# START OF Extracted records

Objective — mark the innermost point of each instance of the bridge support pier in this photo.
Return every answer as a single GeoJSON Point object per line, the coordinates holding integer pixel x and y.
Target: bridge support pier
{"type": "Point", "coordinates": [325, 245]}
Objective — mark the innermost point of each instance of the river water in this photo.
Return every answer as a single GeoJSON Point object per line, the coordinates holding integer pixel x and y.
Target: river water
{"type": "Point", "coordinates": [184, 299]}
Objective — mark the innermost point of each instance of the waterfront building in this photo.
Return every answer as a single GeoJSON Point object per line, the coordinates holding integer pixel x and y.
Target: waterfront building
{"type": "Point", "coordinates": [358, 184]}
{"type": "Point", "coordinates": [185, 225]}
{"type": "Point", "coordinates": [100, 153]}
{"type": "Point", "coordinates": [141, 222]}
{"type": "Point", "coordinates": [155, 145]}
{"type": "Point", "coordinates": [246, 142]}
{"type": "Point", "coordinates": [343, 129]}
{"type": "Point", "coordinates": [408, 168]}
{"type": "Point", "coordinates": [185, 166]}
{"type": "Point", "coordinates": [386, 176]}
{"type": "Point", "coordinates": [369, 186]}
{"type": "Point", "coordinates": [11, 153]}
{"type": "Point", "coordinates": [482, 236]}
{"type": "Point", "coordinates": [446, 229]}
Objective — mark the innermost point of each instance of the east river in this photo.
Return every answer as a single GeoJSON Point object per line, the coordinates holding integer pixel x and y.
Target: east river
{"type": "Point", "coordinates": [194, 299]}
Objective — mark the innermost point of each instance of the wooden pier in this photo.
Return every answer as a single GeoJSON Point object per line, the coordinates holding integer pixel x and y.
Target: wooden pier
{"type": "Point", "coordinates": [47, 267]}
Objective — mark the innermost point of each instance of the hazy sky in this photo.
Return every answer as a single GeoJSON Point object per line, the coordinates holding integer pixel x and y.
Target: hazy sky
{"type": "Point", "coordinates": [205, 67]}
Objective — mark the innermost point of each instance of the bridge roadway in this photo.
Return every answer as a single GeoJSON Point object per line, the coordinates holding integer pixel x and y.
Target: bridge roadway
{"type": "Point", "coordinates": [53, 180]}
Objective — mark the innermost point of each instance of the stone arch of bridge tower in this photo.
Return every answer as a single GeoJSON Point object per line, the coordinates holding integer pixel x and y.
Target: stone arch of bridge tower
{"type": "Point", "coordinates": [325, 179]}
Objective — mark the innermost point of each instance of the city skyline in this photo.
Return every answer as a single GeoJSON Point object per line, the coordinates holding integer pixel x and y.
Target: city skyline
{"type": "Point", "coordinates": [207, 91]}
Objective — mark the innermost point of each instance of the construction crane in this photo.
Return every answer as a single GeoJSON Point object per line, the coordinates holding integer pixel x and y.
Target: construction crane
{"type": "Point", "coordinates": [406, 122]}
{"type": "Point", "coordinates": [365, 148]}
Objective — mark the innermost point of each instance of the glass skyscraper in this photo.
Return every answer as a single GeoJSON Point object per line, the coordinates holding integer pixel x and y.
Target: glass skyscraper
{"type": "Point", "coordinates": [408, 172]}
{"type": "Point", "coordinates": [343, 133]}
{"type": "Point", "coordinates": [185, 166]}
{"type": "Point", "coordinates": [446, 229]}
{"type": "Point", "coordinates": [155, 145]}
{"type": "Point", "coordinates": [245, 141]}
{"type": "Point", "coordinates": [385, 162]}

# END OF Extracted records

# Problem statement
Reproduce the data word for word, from the line that contains "tower in this photo." down through the end of the data.

# Solution to the exercise
Objective — mark the innermost point of each instance of the stone arch of bridge tower in this photo.
Return every answer as a single GeoJSON Point object per line, the coordinates holding integer pixel x and y.
Target: stone arch of bridge tower
{"type": "Point", "coordinates": [325, 179]}
Objective — mark the innermost point of each instance of the city skyline in this photo.
Return every answer as a single GeoJSON Point object per line, the coordinates holding integer pixel x and y.
Target: city skyline
{"type": "Point", "coordinates": [207, 91]}
Objective — mark the innermost point of each instance of the construction crane in this photo.
Return every answer as a single GeoJSON Point object per line, the coordinates holding integer pixel x and y.
Target: construction crane
{"type": "Point", "coordinates": [406, 122]}
{"type": "Point", "coordinates": [365, 148]}
Objective — mark the innermost point of each instance of the glass skyscraper in this photo.
Return every answer as a single GeoJSON Point object per line, the coordinates holding integer pixel x and y.
Target: glass skyscraper
{"type": "Point", "coordinates": [408, 172]}
{"type": "Point", "coordinates": [343, 133]}
{"type": "Point", "coordinates": [185, 166]}
{"type": "Point", "coordinates": [446, 229]}
{"type": "Point", "coordinates": [155, 145]}
{"type": "Point", "coordinates": [245, 141]}
{"type": "Point", "coordinates": [385, 162]}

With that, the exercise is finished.